The old traditional split was to make DDR low latency low bandwidth and GDDR high latency high bandwidth, because CPUs needed low latency above all else and GPUs needed high bandwidth above all else.

HBM is the "why not both?" technology, and will help along the inevitable merging of the GPU back onto the CPU - or, which would be really fun and interesting and disruptive, the merger of the CPU onto the GPU.

Oh, to answer your original question, HBM wouldn't be any more upgradeable on such systems as it is now on video cards. You would just buy CPU/GPU/HBM SOCs with sufficient memory for your needs at the beginning.
 
No because hbm is severely limited it can literally not be off the cpu package and the size of modules is limited I see hbm and ddr4 being together for a while maybe in laptops and appliance and tablets they will go hbm only.

Maybe hbm 2 or 3 will replace ddr4 or 5 but only if it can go into the same style package as ddr 4.

Unless the future of pc is going pure disposable but I doubt that will happen
 
i would hope and expect/like to see intel start selling chips with 32GB of HBM (er memory cube) but with the ability to add DDR4 sticks or DDR5 as added memory. with the potentional of XPoint on those DIMMs as well.

* What you have to do: Continue the forum thread above about HBM and DDR memory, starting after its final post.

(Collected data entries)
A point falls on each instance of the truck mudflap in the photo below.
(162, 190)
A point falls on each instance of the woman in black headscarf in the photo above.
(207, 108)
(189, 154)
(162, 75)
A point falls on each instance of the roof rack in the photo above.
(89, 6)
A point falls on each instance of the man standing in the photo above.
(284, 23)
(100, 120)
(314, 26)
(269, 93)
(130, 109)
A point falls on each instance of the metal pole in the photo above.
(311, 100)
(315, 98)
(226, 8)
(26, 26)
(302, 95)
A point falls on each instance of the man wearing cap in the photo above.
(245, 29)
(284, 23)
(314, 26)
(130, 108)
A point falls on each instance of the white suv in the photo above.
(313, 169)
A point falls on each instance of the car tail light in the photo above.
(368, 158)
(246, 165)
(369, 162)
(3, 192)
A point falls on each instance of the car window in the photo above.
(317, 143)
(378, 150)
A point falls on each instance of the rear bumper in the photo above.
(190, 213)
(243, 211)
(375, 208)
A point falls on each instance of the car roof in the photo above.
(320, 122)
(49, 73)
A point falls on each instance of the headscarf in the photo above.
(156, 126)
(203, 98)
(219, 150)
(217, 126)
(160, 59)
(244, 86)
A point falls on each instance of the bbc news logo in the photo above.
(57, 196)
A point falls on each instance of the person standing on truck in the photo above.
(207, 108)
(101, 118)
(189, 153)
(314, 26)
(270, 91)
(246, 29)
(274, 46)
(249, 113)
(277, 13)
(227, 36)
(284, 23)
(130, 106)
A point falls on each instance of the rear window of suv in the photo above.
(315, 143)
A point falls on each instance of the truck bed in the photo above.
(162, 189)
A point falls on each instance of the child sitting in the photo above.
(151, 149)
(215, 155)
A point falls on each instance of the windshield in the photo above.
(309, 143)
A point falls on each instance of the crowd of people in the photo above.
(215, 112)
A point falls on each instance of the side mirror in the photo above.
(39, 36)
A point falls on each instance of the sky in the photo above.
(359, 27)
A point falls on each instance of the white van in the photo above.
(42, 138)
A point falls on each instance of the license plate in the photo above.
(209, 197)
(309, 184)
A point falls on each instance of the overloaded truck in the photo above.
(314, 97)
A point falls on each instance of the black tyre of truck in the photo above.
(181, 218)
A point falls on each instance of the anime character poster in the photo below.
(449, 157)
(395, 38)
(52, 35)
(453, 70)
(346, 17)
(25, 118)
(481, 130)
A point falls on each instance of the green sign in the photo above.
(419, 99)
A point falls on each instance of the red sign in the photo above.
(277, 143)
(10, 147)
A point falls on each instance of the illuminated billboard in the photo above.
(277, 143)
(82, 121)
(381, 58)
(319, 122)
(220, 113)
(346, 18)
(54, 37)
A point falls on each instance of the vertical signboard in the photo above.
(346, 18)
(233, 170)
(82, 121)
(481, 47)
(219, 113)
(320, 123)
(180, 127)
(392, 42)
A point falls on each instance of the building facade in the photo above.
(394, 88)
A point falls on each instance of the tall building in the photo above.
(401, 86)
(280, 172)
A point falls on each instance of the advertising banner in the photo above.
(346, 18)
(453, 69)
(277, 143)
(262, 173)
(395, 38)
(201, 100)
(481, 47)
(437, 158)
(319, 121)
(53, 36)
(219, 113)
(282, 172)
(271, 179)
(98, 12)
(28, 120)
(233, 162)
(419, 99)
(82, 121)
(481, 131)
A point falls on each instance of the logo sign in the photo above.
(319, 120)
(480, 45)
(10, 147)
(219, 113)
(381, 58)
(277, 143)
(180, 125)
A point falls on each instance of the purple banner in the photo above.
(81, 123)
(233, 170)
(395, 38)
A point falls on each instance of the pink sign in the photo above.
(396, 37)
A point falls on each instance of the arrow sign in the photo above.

* Written reply:
That would make some seriously snappy systems.

L1 cache
L2 cache
L3 cache
32GB of Memory Cube (intel micron version)
DDR DIMMS/DDR DIMMs with XPoint.just XPoint
PCI E SSDs

thats how i see memory and storage turning out to be in the next 5-10 years.


HBM will not be that expensive down the road and its benefits smack regular RAM around. There is a reason why Xeon Phi somes with 16GB of something similiar to Memory Cube.

Again reason why I expect this is becuase the lower latency is very beneficial. Read up on how EDRAM or whatever that is on those broadwell dies have helped those chips shine in various work loads. Read up on anandtech and how low latency memory makes a substantial difference and that is 90ns vs 70ns imagine 70-90ns to 20ns....huge difference. (those numbers are close. I forget the exact numbers but those are reasonable)
 
The real game changer might be coming in the form of 3D Xpoint Optane technology. Imagine nonvolatile memory which plugs in the RAM sockets and has RAM speed. In other words no difference between RAM and nonvolatile storage anymore. That would be total revolution and it may start happening from 2017.

entirely wrong. BW is not the issue. It is latency.

XPoint will be magnitudes better in latency over SSDs and PCIe SSDs but it will not touch DRAM or Memory Cube. A lot of RAMs latency comes from the distance traveled, which is why cache and HBM type memory are better because they are on the die/package. DRAM natural has lower latency than XPoint which is why DRAM is still better than XPoint even when both run on the same interface.

Again latency is the issue XPoint solves mass storage latency but not system latency. HBM/Memory cube help that due to being on package/die and having inherently lower latency compared to XPoint..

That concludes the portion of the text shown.